**GOAL OF THE EXERCISE**.
The records that follow are to be transcribed in full, without their images.

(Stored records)
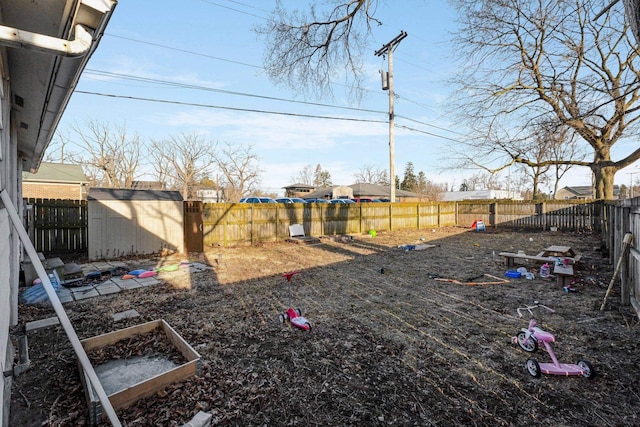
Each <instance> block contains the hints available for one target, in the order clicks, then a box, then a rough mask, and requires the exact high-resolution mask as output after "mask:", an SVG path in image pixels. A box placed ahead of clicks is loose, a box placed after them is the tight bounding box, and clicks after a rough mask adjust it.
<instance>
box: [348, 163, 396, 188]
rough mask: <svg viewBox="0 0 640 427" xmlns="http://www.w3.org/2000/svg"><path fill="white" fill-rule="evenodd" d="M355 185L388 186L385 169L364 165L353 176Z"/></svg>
mask: <svg viewBox="0 0 640 427" xmlns="http://www.w3.org/2000/svg"><path fill="white" fill-rule="evenodd" d="M353 177H354V179H355V180H356V184H376V185H389V178H388V177H387V171H386V169H382V168H379V167H377V166H375V165H372V164H366V165H364V166H362V167H361V168H360V169H358V172H356V173H354V174H353Z"/></svg>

**EXERCISE ANSWER**.
Each <instance> block contains the hints available for one target, in the order clicks, then a box, then a rough mask, and requires the exact high-resolution mask as output after "mask:", an SVG path in image pixels. A box placed ahead of clicks is loose, a box placed after them is the tight bounding box, and clicks after a rough mask adjust it.
<instance>
box: [348, 163, 396, 188]
rough mask: <svg viewBox="0 0 640 427" xmlns="http://www.w3.org/2000/svg"><path fill="white" fill-rule="evenodd" d="M355 185L388 186L385 169L364 165L353 176Z"/></svg>
mask: <svg viewBox="0 0 640 427" xmlns="http://www.w3.org/2000/svg"><path fill="white" fill-rule="evenodd" d="M353 177H354V179H355V180H356V184H376V185H389V178H388V177H387V171H386V169H382V168H379V167H377V166H375V165H372V164H366V165H364V166H362V167H361V168H360V169H358V172H356V173H354V174H353Z"/></svg>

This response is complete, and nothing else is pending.